## Problem
Copy out every one of the entries below word for word, in the order given.
* * * * *
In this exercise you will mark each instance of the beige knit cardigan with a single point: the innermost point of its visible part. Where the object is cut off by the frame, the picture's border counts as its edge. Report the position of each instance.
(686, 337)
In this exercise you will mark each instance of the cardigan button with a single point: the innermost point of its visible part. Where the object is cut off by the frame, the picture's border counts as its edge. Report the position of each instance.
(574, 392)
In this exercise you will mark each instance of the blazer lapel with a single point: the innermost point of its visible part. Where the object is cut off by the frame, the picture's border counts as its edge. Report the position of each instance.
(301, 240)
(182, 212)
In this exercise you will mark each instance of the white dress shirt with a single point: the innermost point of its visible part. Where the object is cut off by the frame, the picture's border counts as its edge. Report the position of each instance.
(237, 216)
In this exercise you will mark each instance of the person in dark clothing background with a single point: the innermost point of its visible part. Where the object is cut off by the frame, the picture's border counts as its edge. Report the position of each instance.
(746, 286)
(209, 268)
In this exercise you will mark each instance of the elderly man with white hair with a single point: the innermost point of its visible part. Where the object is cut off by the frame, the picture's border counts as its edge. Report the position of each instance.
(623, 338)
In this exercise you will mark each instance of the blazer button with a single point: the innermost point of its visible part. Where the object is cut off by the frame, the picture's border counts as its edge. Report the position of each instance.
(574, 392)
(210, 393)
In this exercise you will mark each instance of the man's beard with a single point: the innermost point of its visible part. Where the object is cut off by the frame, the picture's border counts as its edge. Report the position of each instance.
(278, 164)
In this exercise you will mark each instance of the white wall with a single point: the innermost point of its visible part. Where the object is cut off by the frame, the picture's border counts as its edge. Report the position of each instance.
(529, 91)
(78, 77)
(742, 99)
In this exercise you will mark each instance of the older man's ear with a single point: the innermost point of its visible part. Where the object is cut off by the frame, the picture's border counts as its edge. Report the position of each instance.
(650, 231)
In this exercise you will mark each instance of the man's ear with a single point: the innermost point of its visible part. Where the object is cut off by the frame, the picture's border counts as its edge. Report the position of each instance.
* * * * *
## Task output
In this exercise you will mark each instance of the beige knit cardigan with a single point: the innermost point of its visible part. Where the object is cut off by the frame, the picture's border counts as its edge. Report the position of each instance.
(686, 337)
In this exercise you will mark each instance of the cardigan button with a single point: the innermost point of its visible part. Where the object is cut off by the frame, the picture's border counts as its edge. Report the position of each instance.
(574, 392)
In this exercise you will mark each instance of the blazer lapel with a single point: the innermost point of its visible part. Where the object is cut off by the frame, the picture's border counts as its edge. Report the position of each instance.
(301, 240)
(182, 212)
In this exercise you will mark each instance of the white dress shirt with a single point: the innermost point of its visible part. Where the object is cut off by the frame, the picture's border counts as its edge. Report the position of each instance.
(237, 216)
In this exercise you will mark each instance of the person in dark clothing background with a single point: the innermost point of its visible part. Where the object is cut off by the frame, the picture's border counts as its edge. Report the position of each instance.
(746, 286)
(209, 268)
In this exercise you will mark each instance of the elderly man with white hair with a single point: the innermost point of its visible part. Where the object is cut off by the frame, the picture's border counts as its edge. Report the position of each instance.
(623, 338)
In this exercise you will mark each instance of the blazer button with a single point: the innermost point of its visible part. Where the object is cut off by the frame, the picture's border counts as its edge. Report the position of each instance.
(574, 392)
(210, 393)
In this exercise you will mark each instance of the man's beard with a single point: the innermost point of its visible part. Where the object is cut off by the frame, the picture's border counts as its edge. Report the position of each instance.
(278, 164)
In this exercise you will mark each instance of the white wall with a single point: the innermost point of its visible part. Where the object is cut off by the frame, the picture's border counts as its edge. Report the position of each instance.
(529, 91)
(78, 77)
(742, 99)
In this exercise you will mark each instance of the older man's ear with a single point: the innermost point of its visible part. Where the object is cut off by the frame, the picture's border counts as its edge. Report the position of each instance.
(650, 231)
In this exercise you will mark each instance of the man's ear with a single point: the innermost point of its visible part. Where the object is cut off by the frame, the picture's border counts as its edge. Report the position of each instance.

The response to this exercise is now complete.